Start of Exercise text

Minnesota opened the 2018 season with a 3–2 loss at the San Jose Earthquakes, with Ramirez picking up an assist. He scored his first goal of the season on April 22 in a 3–1 defeat to Seattle Sounders FC. Ramirez scored 3 times in a 5-game stretch between May 12 and June 23. On July 18, he scored once to help Minnesota to a 2–1 win over the New England Revolution. On July 22, Ramirez scored 2 goals and had one assist as the Loons beat LAFC 5–1.

===Los Angeles FC===
On August 6, 2018, Ramirez was traded to Los Angeles FC for $250,000 in General Allocation Money in 2018 and 2019, $100,000 in Targeted Allocation Money in 2018, $200,000 in Targeted Allocation Money in 2019, and up to $200,000 in future Allocation Money based on performance. Ramirez made his LAFC debut on August 11 and scored his first two goals for the team in a 2–0 win against Real Salt Lake on August 15. He finished his debut season for LAFC with eight appearances and three goals across all competitions.

During his second season with LAFC in 2019, Ramirez began the year as the team's starting striker due to Adama Diomande's injury. He scored his first goal of the season in the second matchweek against the Portland Timbers in a 4–1 victory. On July 3, 2019, Ramirez had a goal and an assist in a 5–1 win over Sporting Kansas City. During his partial second season with LAFC, Ramirez scored four goals from 20 appearances across all competitions.

End of Exercise text

**Task instructions:**
• A. In the passage about Ramirez, how much Targeted Allocation Money did Minnesota receive for 2019 in the trade?
• B. Please write out, word for word, the part of the passage about Ramirez that opens with the words containing "During his second" and closes with "appearances across all competitions.".
• C. Turn the paragraph of the passage about Ramirez that begins "During his second season with LAFC" into a short list that keeps its main facts.
The lines that come next are separate material, unrelated to the passage about Ramirez.

Start of Data records

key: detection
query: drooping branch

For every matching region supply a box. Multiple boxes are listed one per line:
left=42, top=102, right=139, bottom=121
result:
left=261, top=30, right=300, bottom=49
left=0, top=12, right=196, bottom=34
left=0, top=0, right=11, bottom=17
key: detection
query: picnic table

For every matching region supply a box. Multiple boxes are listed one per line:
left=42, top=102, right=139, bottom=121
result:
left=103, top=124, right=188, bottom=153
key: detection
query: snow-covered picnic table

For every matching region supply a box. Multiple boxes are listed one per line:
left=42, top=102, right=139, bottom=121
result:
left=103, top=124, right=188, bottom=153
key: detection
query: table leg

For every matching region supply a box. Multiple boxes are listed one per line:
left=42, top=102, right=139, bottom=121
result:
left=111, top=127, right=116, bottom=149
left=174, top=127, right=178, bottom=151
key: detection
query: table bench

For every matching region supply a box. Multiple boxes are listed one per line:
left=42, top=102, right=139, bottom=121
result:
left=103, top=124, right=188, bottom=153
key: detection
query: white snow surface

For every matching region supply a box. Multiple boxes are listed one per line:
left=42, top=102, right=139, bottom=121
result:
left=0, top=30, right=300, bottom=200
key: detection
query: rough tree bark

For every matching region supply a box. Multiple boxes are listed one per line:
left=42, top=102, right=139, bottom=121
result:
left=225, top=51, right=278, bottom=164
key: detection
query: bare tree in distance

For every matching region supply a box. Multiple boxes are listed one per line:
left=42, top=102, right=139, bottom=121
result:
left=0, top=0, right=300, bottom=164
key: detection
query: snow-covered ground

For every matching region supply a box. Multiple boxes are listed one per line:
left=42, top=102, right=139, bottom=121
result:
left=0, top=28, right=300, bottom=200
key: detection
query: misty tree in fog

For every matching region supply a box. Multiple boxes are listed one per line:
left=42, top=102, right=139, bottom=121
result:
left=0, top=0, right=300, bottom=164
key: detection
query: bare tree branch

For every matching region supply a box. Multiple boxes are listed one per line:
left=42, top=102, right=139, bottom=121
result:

End of Data records

**Numbered responses:**
• A. $200,000 in Targeted Allocation Money.

• B.
During his second season with LAFC in 2019, Ramirez began the year as the team's starting striker due to Adama Diomande's injury. He scored his first goal of the season in the second matchweek against the Portland Timbers in a 4–1 victory. On July 3, 2019, Ramirez had a goal and an assist in a 5–1 win over Sporting Kansas City. During his partial second season with LAFC, Ramirez scored four goals from 20 appearances across all competitions.

• C.
- Ramirez began 2019 as LAFC's starting striker because Adama Diomande was injured.
- He scored his first goal of the season in the second matchweek, a 4–1 win over the Portland Timbers.
- On July 3, 2019, he had a goal and an assist in a 5–1 win over Sporting Kansas City.
- He finished his partial second season with four goals from 20 appearances across all competitions.